Transcribe the full listing with no word altered.

• • • • • • •

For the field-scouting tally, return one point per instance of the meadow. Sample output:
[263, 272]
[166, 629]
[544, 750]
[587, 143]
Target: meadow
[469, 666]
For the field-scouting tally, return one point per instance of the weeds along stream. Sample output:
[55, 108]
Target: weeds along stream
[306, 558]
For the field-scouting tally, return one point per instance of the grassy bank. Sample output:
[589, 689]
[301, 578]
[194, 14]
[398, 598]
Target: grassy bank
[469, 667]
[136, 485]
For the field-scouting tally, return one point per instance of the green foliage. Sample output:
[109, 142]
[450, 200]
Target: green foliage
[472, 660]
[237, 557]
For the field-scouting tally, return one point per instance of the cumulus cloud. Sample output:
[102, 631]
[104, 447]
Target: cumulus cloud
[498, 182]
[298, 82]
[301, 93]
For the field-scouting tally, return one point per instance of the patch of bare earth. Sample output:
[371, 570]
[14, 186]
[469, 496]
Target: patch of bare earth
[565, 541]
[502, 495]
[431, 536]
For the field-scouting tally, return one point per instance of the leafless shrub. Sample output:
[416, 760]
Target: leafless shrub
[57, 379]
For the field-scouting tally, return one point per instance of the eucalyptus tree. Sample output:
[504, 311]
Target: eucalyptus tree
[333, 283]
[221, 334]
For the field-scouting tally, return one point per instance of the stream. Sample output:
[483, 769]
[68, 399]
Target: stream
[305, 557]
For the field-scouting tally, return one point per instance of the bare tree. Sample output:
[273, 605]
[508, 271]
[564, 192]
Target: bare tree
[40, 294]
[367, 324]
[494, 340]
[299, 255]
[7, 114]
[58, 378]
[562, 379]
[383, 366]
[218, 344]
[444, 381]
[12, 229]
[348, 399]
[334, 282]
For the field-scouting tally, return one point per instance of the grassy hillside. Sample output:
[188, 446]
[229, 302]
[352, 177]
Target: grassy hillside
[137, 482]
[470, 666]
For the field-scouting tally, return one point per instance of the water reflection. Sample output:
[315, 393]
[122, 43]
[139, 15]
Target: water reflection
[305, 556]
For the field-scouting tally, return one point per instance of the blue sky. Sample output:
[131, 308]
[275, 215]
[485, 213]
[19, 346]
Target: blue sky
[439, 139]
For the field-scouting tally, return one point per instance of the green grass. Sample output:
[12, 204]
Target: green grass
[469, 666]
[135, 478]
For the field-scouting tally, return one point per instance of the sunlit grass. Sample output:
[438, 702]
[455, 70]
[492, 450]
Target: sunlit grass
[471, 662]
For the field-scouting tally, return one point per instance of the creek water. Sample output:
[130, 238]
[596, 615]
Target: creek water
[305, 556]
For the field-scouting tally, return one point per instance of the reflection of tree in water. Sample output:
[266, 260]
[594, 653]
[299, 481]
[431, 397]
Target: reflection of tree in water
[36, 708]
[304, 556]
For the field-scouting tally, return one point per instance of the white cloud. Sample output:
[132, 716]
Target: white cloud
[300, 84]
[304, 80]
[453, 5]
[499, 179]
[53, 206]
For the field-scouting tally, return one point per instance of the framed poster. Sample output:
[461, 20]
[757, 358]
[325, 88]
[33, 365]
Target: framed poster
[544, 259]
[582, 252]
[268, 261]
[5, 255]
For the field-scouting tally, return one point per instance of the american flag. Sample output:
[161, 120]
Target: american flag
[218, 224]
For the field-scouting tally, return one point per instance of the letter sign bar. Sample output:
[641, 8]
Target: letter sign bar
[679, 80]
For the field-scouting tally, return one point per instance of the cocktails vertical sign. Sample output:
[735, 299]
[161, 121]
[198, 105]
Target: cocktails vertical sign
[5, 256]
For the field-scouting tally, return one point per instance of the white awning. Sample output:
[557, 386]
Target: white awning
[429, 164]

• • • • • • •

RESPONSE AREA:
For the field-scouting tally, return one point per instance of the meadow. Sample output:
[263, 272]
[166, 629]
[544, 750]
[587, 143]
Target: meadow
[469, 666]
For the field-scouting tally, return one point per instance of the weeds along stream. Sample output:
[55, 108]
Target: weeds along stream
[306, 558]
For the field-scouting tally, return one point per instance of the grassy bank. Sample output:
[589, 689]
[301, 578]
[194, 14]
[398, 598]
Target: grassy bank
[469, 667]
[136, 485]
For the field-scouting tally, return one point per instance of the green foliage. Sample output:
[109, 142]
[450, 200]
Target: green foliage
[472, 660]
[237, 557]
For the field-scouting tally, return one point per instance of the cumulus cloud. Sample output:
[102, 631]
[104, 447]
Target: cumulus cloud
[498, 182]
[298, 82]
[301, 93]
For the field-scouting tally, return one point per instance of the patch of bare earth. Sample output:
[371, 570]
[14, 186]
[469, 496]
Target: patch of bare earth
[565, 541]
[502, 495]
[431, 536]
For the field-scouting tally, return one point per instance of the leafless shrub. Sample output:
[416, 760]
Target: leafless shrub
[57, 379]
For the field-scouting tally, return one point per instance of the eucalyptus tree. Sample output:
[504, 311]
Target: eucalyptus tree
[333, 283]
[221, 334]
For the field-scouting tally, return one point per instance of the stream. Sample output:
[483, 769]
[68, 399]
Target: stream
[305, 557]
For the field-scouting tally, return one point per instance of the bare tree. Sample output:
[273, 605]
[508, 271]
[564, 192]
Target: bare tree
[40, 294]
[367, 324]
[494, 340]
[299, 255]
[7, 114]
[58, 378]
[562, 379]
[383, 366]
[218, 344]
[444, 381]
[12, 229]
[348, 399]
[334, 282]
For the field-scouting tally, return one point per instance of the grassy hillside. Sample output:
[188, 446]
[229, 302]
[352, 177]
Target: grassy hillside
[137, 482]
[470, 666]
For the field-scouting tally, return one point per instance of the water reflection. Sample output:
[315, 393]
[122, 43]
[139, 15]
Target: water reflection
[305, 556]
For the field-scouting tally, return one point per instance of the blue sky. Sample output:
[131, 308]
[275, 215]
[485, 213]
[19, 346]
Target: blue sky
[439, 139]
For the field-scouting tally, return one point per instance of the green grass. Sample output:
[12, 204]
Target: green grass
[469, 666]
[135, 478]
For the field-scouting tally, return one point per instance of the sunlit grass. Sample output:
[438, 702]
[455, 70]
[492, 450]
Target: sunlit grass
[471, 662]
For the field-scouting tally, return one point per instance of the creek water. Sample output:
[130, 238]
[596, 615]
Target: creek water
[305, 556]
For the field-scouting tally, return one point per instance of the reflection of tree in water. Sample output:
[266, 260]
[594, 653]
[299, 481]
[431, 397]
Target: reflection of tree in water
[36, 708]
[304, 556]
For the field-scouting tally, return one point per instance of the white cloud. Sample output:
[132, 716]
Target: white cloud
[300, 84]
[304, 80]
[453, 5]
[499, 179]
[53, 206]
For the field-scouting tally, return one point per instance of the framed poster. Sample output:
[461, 20]
[757, 358]
[325, 88]
[33, 365]
Target: framed poster
[544, 259]
[582, 252]
[268, 261]
[5, 255]
For the field-scouting tally, return one point per instance of the american flag. Sample output:
[161, 120]
Target: american flag
[218, 224]
For the field-scouting tally, return one point per instance of the letter sign bar. Sample output:
[641, 8]
Target: letter sign bar
[679, 80]
For the field-scouting tally, return one point per instance of the cocktails vertical sign. Sample output:
[735, 299]
[161, 121]
[198, 105]
Target: cocktails vertical sign
[5, 256]
For the field-scouting tally, return one point per instance of the white awning. Sample output:
[557, 386]
Target: white awning
[429, 164]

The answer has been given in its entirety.